● To do: The entries below are to be transcribed in full, without their images.
━━ Provided entries ━━
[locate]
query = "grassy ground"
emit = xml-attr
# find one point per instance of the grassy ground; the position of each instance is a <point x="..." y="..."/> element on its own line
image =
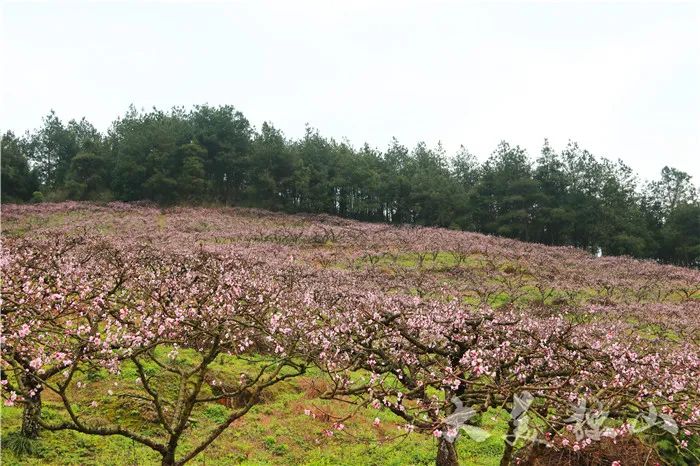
<point x="275" y="432"/>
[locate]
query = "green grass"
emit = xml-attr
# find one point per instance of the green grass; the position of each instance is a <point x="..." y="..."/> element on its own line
<point x="276" y="431"/>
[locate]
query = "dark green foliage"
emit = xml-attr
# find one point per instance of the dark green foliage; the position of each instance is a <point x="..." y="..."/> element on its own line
<point x="213" y="155"/>
<point x="18" y="181"/>
<point x="21" y="445"/>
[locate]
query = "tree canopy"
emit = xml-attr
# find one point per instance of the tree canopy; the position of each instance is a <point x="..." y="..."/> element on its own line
<point x="214" y="155"/>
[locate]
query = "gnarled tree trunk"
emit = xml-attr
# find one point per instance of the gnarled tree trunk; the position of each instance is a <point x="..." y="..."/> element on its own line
<point x="31" y="414"/>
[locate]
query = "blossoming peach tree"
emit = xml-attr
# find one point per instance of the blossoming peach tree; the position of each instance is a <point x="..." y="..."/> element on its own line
<point x="163" y="318"/>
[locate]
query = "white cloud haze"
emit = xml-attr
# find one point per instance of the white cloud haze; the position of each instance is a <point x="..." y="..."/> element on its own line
<point x="621" y="79"/>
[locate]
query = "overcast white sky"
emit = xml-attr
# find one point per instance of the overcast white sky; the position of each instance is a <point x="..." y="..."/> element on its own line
<point x="621" y="79"/>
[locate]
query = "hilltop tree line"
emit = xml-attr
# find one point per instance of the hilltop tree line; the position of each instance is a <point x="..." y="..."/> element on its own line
━━━
● Task solution:
[locate]
query = "grassy ground"
emit = xml-attr
# find one point per instance of the grassy ground; the position of each instance is a <point x="..." y="..."/> element on its own line
image =
<point x="275" y="432"/>
[locate]
query = "green grass"
emit = xml-attr
# find one point per instance of the green grass; the position of each instance is a <point x="..." y="..."/> element on its own line
<point x="276" y="431"/>
[locate]
query = "dark green foliage"
emit = xml-attr
# find one point per instance of the dark green foliage; the position of each instance is a <point x="..." y="..."/> element on its own line
<point x="213" y="155"/>
<point x="18" y="181"/>
<point x="21" y="445"/>
[locate]
query = "tree canopy"
emit = xml-attr
# find one point per instance of the tree canopy; the position of each instance is a <point x="..." y="..."/> element on its own line
<point x="214" y="155"/>
[locate]
query = "gnarled tree trunk"
emit = xml-attr
# find one point per instance of the gnarled tree trunk; the position of each instance is a <point x="..." y="..."/> element on its own line
<point x="31" y="414"/>
[locate]
query = "blossoming peach tree"
emit = xml-attr
# find one point per instance of the blossoming peach tree; the position of each instance is a <point x="..." y="..."/> element on its own line
<point x="163" y="318"/>
[locate]
query = "white cloud haze"
emit = xml-attr
# find one point per instance of the white cloud haze; the position of each instance is a <point x="..." y="..."/> element on its own line
<point x="621" y="79"/>
[locate]
query = "overcast white sky"
emit = xml-attr
# find one point per instance of the overcast white sky; the position of each instance is a <point x="..." y="..."/> element on its own line
<point x="621" y="79"/>
[locate]
query = "hilltop tree line"
emit = xml-attr
# find one point per instance of the hilltop tree line; the position of each instance is a <point x="..." y="..."/> element on its own line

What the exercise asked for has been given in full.